What to work on: Can you give the lines of the data below as a numbered list, leaving out blank lines and the pictures?
━━━ Excerpted records ━━━
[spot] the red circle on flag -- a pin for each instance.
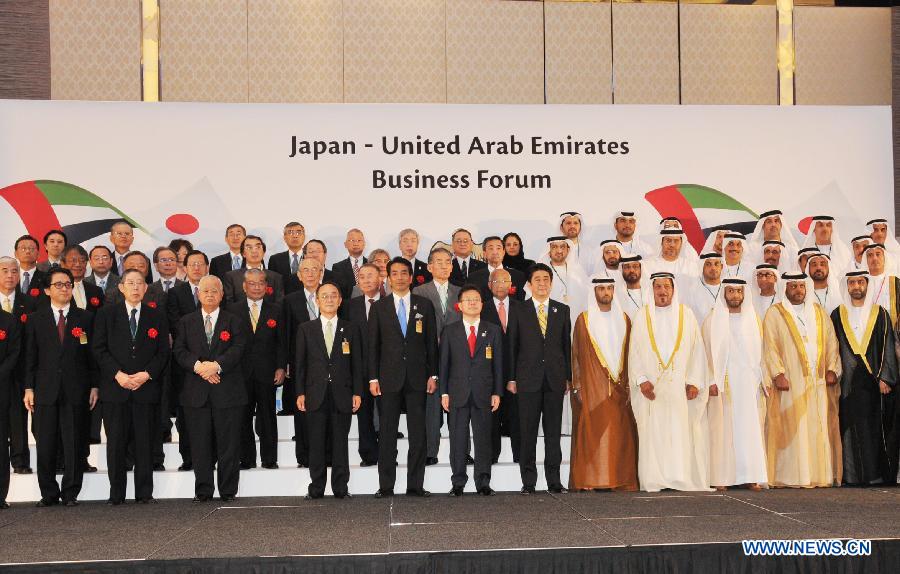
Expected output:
(182, 223)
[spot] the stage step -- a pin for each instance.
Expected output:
(287, 456)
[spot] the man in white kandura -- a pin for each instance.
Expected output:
(667, 375)
(736, 407)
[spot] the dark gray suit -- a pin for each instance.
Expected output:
(470, 380)
(433, 402)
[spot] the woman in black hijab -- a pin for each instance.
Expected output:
(515, 253)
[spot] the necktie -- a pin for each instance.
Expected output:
(254, 315)
(133, 324)
(401, 316)
(542, 319)
(79, 297)
(61, 326)
(329, 336)
(311, 306)
(207, 326)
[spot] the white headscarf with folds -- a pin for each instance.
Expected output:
(607, 328)
(722, 345)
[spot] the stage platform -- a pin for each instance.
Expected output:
(575, 532)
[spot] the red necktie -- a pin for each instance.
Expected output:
(61, 327)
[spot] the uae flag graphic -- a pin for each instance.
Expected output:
(46, 204)
(702, 210)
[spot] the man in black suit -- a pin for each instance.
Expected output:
(264, 367)
(497, 309)
(27, 249)
(299, 307)
(59, 385)
(347, 270)
(182, 300)
(471, 377)
(209, 347)
(540, 345)
(91, 298)
(10, 346)
(330, 382)
(254, 250)
(131, 347)
(14, 302)
(402, 369)
(233, 259)
(356, 311)
(492, 248)
(463, 262)
(287, 263)
(409, 247)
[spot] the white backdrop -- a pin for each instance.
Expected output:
(227, 163)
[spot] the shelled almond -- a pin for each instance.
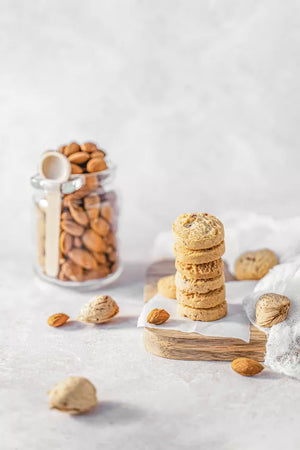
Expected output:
(88, 247)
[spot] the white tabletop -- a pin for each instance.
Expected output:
(145, 402)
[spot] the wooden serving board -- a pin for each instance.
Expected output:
(174, 344)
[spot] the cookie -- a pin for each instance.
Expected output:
(166, 286)
(198, 286)
(205, 315)
(199, 256)
(198, 231)
(204, 301)
(255, 265)
(200, 271)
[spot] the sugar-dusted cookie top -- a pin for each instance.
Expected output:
(198, 231)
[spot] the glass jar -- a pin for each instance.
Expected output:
(88, 251)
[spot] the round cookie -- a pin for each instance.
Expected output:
(198, 286)
(203, 301)
(166, 286)
(199, 256)
(198, 231)
(255, 265)
(200, 271)
(205, 315)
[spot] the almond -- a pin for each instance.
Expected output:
(246, 366)
(79, 157)
(72, 271)
(93, 241)
(96, 164)
(57, 320)
(158, 316)
(92, 206)
(101, 272)
(100, 257)
(78, 214)
(100, 226)
(72, 228)
(100, 309)
(106, 211)
(75, 169)
(71, 148)
(65, 242)
(98, 153)
(77, 242)
(89, 147)
(83, 258)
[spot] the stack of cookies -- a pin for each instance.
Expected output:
(200, 281)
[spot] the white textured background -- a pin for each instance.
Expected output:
(196, 101)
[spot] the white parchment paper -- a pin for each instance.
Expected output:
(244, 232)
(235, 324)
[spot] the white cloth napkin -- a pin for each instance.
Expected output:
(250, 231)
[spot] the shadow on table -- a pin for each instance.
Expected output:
(109, 412)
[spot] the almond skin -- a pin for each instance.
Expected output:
(246, 366)
(79, 157)
(57, 320)
(96, 164)
(158, 316)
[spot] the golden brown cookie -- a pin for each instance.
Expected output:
(199, 256)
(166, 286)
(198, 286)
(205, 315)
(255, 265)
(198, 231)
(208, 300)
(200, 271)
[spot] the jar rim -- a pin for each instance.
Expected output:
(75, 181)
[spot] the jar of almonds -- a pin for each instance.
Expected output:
(87, 246)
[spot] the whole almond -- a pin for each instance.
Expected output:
(158, 316)
(100, 226)
(98, 153)
(101, 272)
(106, 211)
(246, 366)
(77, 242)
(96, 165)
(93, 241)
(89, 147)
(99, 310)
(57, 320)
(100, 257)
(75, 169)
(83, 258)
(65, 242)
(72, 228)
(78, 214)
(72, 271)
(71, 148)
(92, 206)
(79, 157)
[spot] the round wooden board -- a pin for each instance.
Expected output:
(174, 344)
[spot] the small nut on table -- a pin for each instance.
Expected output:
(271, 309)
(57, 320)
(74, 395)
(246, 366)
(158, 316)
(99, 310)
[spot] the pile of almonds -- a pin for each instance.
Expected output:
(88, 247)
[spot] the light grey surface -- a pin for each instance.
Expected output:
(196, 101)
(145, 402)
(198, 104)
━━━
Solved exercise:
1. [spot] the red circle on flag -- a pin for each instance.
2. Expected output:
3. (182, 223)
4. [spot] the stage step -- a pin for each instance.
5. Expected output:
6. (287, 456)
7. [spot] the man in white kandura -- a pin for each instance.
8. Expected output:
9. (667, 375)
10. (736, 407)
11. [spot] the dark gray suit -- a pin for each instance.
12. Expected output:
13. (470, 380)
14. (433, 402)
15. [spot] the woman in black hijab -- a pin for each instance.
16. Expected output:
17. (515, 253)
18. [spot] the necktie -- a pin for each instance.
19. Expected output:
20. (254, 315)
21. (133, 324)
22. (401, 316)
23. (542, 319)
24. (79, 297)
25. (61, 326)
26. (329, 336)
27. (311, 306)
28. (207, 326)
29. [spot] the white headscarf with folds -- a pin for each instance.
30. Expected output:
31. (607, 328)
32. (722, 345)
33. [spot] the stage platform -- a pin for each instance.
34. Expected output:
35. (575, 532)
36. [spot] the red necktie -- a pin for each instance.
37. Expected output:
38. (61, 327)
39. [spot] the uae flag graphic -- a pin for each instance.
40. Expected output:
41. (46, 204)
42. (702, 210)
43. [spot] the man in black suit -- a pin for each instance.
44. Expected output:
45. (264, 367)
46. (497, 309)
47. (27, 249)
48. (299, 307)
49. (59, 385)
50. (347, 270)
51. (182, 300)
52. (471, 377)
53. (209, 347)
54. (540, 345)
55. (91, 298)
56. (10, 346)
57. (330, 382)
58. (254, 250)
59. (131, 347)
60. (14, 302)
61. (402, 369)
62. (233, 259)
63. (356, 311)
64. (492, 248)
65. (463, 262)
66. (287, 263)
67. (409, 247)
68. [spot] the white backdrop -- a pin for each instance.
69. Expected output:
70. (227, 163)
71. [spot] the shelled almond -- a pin for each instance.
72. Expected output:
73. (88, 247)
74. [spot] the white tabletop -- a pin for each instance.
75. Expected output:
76. (145, 402)
77. [spot] the wooden serving board -- a pin for each instance.
78. Expected output:
79. (174, 344)
80. [spot] the cookie -- a pin for each instance.
81. Expected output:
82. (166, 286)
83. (198, 286)
84. (205, 315)
85. (199, 256)
86. (198, 231)
87. (204, 301)
88. (255, 265)
89. (200, 271)
90. [spot] the sugar-dusted cookie top -- a pin for each instance.
91. Expected output:
92. (198, 231)
93. [spot] the glass jar -- a pin for each instance.
94. Expected output:
95. (88, 251)
96. [spot] the round cookie -- a pin for each instance.
97. Expected output:
98. (198, 286)
99. (203, 301)
100. (166, 286)
101. (199, 256)
102. (198, 231)
103. (255, 265)
104. (200, 271)
105. (205, 315)
106. [spot] the almond -- a pin for each instance.
107. Expected output:
108. (246, 366)
109. (79, 157)
110. (72, 271)
111. (93, 241)
112. (96, 164)
113. (57, 320)
114. (158, 316)
115. (92, 206)
116. (101, 272)
117. (100, 257)
118. (78, 214)
119. (100, 226)
120. (72, 228)
121. (100, 309)
122. (106, 211)
123. (75, 169)
124. (71, 148)
125. (65, 242)
126. (98, 153)
127. (77, 242)
128. (89, 147)
129. (83, 258)
130. [spot] the stack of cookies -- a pin for each instance.
131. Expected output:
132. (200, 281)
133. [spot] the white textured background -- a pin for each instance.
134. Expected output:
135. (196, 101)
136. [spot] the white parchment paper -- a pin for each instance.
137. Expected output:
138. (244, 232)
139. (235, 324)
140. [spot] the white cloth napkin -- a pin for each instance.
141. Expected output:
142. (250, 231)
143. [spot] the shadow on table -- a pin for each instance.
144. Expected output:
145. (109, 412)
146. [spot] the almond skin -- a pin for each instance.
147. Expected output:
148. (246, 366)
149. (79, 157)
150. (57, 320)
151. (96, 164)
152. (158, 316)
153. [spot] the golden brown cookie -- a pin for each instance.
154. Expected output:
155. (199, 256)
156. (166, 286)
157. (198, 286)
158. (205, 315)
159. (255, 265)
160. (198, 231)
161. (208, 300)
162. (200, 271)
163. [spot] the jar rim -- a pin for each instance.
164. Expected output:
165. (75, 181)
166. [spot] the jar of almonds -- a pin for each instance.
167. Expected output:
168. (87, 246)
169. [spot] the whole almond -- a pin for each instance.
170. Expected output:
171. (158, 316)
172. (100, 226)
173. (98, 153)
174. (101, 272)
175. (106, 211)
176. (246, 366)
177. (77, 242)
178. (96, 165)
179. (93, 241)
180. (89, 147)
181. (99, 310)
182. (57, 320)
183. (100, 257)
184. (75, 169)
185. (83, 258)
186. (65, 242)
187. (72, 228)
188. (78, 214)
189. (72, 271)
190. (71, 148)
191. (92, 206)
192. (79, 157)
193. [spot] the round wooden board -- a pin for each instance.
194. Expected output:
195. (174, 344)
196. [spot] the small nut on table -- a pin for each instance.
197. Expected output:
198. (271, 309)
199. (57, 320)
200. (74, 395)
201. (246, 366)
202. (158, 316)
203. (99, 310)
204. [spot] the pile of almonds -- a pin for each instance.
205. Expected output:
206. (88, 247)
207. [spot] the light grey surface -- a pin for each instance.
208. Expected output:
209. (196, 101)
210. (145, 402)
211. (198, 104)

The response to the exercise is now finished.